-- Assignment 1 --
In the comment thread about Claude Code and kernel work, rewrite the paragraph beginning "But xscreensaver theme tweaks" more briefly, keeping its main facts.
-- Assignment 2 --
Carry on the comment thread about Claude Code and kernel work from its last line.

-- Study text --
□ □ □ □ □ □ □

Comment by qustio

16 days ago

Huh, are you confusing me with someone else? I don't doubt Claude Code did that, I do the same for refactors all the time.

But xscreensaver theme tweaks for personal use have a much lower standard for quality control, regression testing, side effects, etc than a kernel used by billions of devices with thousands of interconnected drivers and subsystems.

Not to mention the coordination problem to get every maintainer on board and patches approved for each specific area when working on a project of that scale, even for a relatively narrow change.

Claude Code doesn't really help with that so don't see why the expectation would be a significant speed up (and doing it all in a single patch would definitely be rejected).

Yes, I understand the difference in rigor.

I refuse to believe the six year delay here was getting people to test a patch.

Which, actually, Claude Code will also do quite well.

□ □ □ □ □ □ □

-- The data --
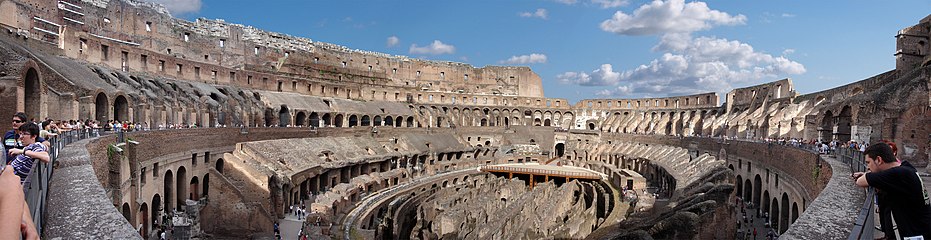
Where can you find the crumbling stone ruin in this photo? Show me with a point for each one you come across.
(378, 146)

□ □ □ □ □ □ □

-- Answer box 1 --
Personal xscreensaver theme tweaks need much less quality control, regression testing and attention to side effects than a kernel that runs on billions of devices and has thousands of interconnected drivers and subsystems.

-- Answer box 2 --
  • Not sure why you'd refuse to believe that when a single, simple patch in Linux can take months to make it into a kernel release. Here we're looking at 300 patches scattered throughout a kernel with millions of LoC. That's going to translate to a lot of mailing list back and forth even if every change was accepted on the first try without a fuss.

    • The lag there is not due to the review time. How many maintainers were involved? 300? Because I'm still finding it hard to understand how the work of 300 people handling 300 commits cannot be parallelized into months (per your own stat.)